# [Listed records]
## Begin

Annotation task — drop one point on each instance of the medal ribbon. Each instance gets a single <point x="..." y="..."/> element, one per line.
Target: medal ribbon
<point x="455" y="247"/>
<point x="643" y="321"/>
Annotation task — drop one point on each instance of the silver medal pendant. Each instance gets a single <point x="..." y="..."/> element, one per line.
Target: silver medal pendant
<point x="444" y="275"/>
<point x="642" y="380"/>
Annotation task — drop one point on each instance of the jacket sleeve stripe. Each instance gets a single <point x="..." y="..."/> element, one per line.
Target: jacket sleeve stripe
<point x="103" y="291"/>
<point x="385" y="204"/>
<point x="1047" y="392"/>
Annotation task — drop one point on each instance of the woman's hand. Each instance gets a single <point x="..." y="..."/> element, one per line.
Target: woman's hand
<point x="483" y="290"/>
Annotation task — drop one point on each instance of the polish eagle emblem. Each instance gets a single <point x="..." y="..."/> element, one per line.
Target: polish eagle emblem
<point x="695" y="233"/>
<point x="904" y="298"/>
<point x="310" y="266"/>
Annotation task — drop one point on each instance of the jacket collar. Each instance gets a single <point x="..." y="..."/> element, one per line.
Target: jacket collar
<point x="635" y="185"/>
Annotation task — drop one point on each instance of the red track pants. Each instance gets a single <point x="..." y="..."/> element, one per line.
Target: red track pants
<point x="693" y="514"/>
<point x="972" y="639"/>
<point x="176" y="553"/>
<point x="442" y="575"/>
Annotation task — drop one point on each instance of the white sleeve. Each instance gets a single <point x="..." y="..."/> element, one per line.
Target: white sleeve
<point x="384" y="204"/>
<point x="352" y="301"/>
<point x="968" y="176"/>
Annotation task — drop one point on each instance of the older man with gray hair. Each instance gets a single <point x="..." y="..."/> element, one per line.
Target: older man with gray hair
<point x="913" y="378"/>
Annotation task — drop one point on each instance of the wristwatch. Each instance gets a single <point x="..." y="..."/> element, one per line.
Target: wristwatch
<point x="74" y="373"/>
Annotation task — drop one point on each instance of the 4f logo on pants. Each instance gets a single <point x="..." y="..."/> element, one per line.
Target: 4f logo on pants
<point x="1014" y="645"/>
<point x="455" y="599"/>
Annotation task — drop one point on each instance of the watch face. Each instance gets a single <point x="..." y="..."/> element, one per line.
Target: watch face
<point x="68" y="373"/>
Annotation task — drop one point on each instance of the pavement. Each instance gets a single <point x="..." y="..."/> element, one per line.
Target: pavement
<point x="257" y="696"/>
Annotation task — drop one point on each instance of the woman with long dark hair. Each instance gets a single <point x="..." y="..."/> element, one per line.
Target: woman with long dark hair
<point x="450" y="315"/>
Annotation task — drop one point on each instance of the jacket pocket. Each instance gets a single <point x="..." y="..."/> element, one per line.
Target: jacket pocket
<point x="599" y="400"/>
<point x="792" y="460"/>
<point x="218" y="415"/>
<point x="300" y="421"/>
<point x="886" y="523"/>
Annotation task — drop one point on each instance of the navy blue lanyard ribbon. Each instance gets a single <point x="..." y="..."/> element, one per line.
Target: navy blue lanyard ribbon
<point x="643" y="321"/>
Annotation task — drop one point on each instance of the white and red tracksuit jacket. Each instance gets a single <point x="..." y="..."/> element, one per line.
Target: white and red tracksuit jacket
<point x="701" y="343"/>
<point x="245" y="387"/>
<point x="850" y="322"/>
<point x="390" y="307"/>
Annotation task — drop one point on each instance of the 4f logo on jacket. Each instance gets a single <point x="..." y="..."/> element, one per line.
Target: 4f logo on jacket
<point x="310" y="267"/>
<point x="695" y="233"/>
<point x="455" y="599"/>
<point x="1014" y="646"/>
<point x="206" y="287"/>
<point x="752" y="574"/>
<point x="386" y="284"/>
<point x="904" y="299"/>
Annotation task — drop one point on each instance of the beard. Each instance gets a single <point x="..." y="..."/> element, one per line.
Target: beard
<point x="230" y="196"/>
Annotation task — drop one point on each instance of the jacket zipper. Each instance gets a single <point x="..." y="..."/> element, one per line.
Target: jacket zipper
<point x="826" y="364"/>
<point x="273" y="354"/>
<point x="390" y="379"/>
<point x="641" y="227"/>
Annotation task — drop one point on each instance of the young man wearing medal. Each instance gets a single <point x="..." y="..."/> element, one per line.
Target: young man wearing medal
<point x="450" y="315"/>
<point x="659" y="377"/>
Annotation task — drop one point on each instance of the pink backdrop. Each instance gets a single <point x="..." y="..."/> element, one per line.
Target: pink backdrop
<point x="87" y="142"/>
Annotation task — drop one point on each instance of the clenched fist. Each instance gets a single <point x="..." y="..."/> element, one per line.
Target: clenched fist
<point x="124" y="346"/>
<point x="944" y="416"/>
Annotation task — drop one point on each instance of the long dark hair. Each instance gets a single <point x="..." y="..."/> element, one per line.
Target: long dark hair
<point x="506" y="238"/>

## End

Recast the stretch from the line containing "of the young" through the end of the entries as a two-column CSV with the header entry,answer. Give one row per entry, with its text in the first quoted field and its answer in the second, and turn every line break inside a field into a space.

# [Written solution]
entry,answer
"Annotation task — drop one point on each instance of the young man wearing medal. Each instance gets a single <point x=""..."" y=""...""/> element, one per line. Target: young man wearing medal","<point x=""450"" y=""315""/> <point x=""659"" y=""377""/>"
"Annotation task — drop one point on each instance of the pink backdrop. Each instance gets a single <point x=""..."" y=""...""/> element, one per line. Target: pink backdrop","<point x=""87"" y=""142""/>"
"Annotation task — drop one point on each instance of the clenched fist. Each instance gets a single <point x=""..."" y=""...""/> element, one per line. Target: clenched fist","<point x=""124"" y=""346""/> <point x=""944"" y=""416""/>"
"Annotation task — drop one point on each instance of the long dark hair. Each instance gets a single <point x=""..."" y=""...""/> element, one per line. Target: long dark hair","<point x=""506"" y=""238""/>"